_Objective:_
Please copy everything from the line containing "Verify that every instance of the bare" down to the end of the entries below, reproducing each line without change.

_Supplied material:_
--------------------------------

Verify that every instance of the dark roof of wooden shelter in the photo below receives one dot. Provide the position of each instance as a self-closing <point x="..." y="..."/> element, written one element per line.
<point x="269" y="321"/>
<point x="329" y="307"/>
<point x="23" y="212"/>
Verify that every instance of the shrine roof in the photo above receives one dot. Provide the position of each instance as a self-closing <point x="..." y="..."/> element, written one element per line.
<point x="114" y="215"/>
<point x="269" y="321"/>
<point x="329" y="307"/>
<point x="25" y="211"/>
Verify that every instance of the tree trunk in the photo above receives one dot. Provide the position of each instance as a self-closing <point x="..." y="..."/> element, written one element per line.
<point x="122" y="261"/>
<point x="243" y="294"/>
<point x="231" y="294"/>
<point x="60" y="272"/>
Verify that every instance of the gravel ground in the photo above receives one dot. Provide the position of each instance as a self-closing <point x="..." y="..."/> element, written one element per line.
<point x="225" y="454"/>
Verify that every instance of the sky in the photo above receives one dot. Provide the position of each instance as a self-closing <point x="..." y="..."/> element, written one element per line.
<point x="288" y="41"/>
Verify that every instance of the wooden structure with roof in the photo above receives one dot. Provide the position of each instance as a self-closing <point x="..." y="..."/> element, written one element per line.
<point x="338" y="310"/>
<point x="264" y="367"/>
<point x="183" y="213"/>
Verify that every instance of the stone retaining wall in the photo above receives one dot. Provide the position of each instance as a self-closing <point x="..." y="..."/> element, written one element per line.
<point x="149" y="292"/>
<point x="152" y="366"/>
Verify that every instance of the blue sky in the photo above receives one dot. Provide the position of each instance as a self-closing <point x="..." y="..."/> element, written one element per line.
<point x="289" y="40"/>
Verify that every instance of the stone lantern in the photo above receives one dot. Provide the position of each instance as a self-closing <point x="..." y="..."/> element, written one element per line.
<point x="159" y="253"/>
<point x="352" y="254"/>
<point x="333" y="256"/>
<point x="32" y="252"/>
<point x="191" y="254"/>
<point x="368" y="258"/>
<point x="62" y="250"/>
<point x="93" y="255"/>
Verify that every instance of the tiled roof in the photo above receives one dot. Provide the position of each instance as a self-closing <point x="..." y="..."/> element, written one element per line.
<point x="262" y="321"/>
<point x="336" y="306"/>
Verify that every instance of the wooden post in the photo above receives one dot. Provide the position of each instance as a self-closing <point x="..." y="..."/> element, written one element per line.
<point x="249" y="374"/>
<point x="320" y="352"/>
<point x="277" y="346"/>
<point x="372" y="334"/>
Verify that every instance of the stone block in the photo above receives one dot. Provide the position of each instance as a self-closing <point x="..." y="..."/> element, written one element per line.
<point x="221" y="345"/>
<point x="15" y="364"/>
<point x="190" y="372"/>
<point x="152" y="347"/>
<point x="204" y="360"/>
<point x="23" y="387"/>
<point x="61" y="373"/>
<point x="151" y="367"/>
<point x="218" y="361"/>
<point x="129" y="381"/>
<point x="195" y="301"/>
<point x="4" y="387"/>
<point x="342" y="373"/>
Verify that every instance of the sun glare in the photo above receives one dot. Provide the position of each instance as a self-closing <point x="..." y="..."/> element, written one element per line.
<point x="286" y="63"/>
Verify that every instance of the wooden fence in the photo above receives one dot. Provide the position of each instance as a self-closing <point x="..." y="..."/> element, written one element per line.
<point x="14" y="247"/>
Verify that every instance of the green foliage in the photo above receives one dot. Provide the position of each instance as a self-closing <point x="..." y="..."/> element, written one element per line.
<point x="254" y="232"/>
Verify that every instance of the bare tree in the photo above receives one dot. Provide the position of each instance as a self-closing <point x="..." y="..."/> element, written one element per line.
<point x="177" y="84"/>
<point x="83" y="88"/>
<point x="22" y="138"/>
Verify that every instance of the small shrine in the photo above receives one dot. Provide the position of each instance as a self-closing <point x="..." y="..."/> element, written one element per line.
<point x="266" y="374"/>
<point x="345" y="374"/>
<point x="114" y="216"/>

--------------------------------

_Solution to the exercise:_
Verify that every instance of the bare tree in the photo above receives one dot. Provide the position of each instance as a self-closing <point x="..." y="..."/> element, written one element per line.
<point x="177" y="84"/>
<point x="83" y="88"/>
<point x="22" y="138"/>
Verify that every instance of the small shrine in the photo above receives one dot. Provide the position of each instance as a self-closing <point x="..." y="..."/> element, written one element per line.
<point x="266" y="374"/>
<point x="345" y="374"/>
<point x="114" y="216"/>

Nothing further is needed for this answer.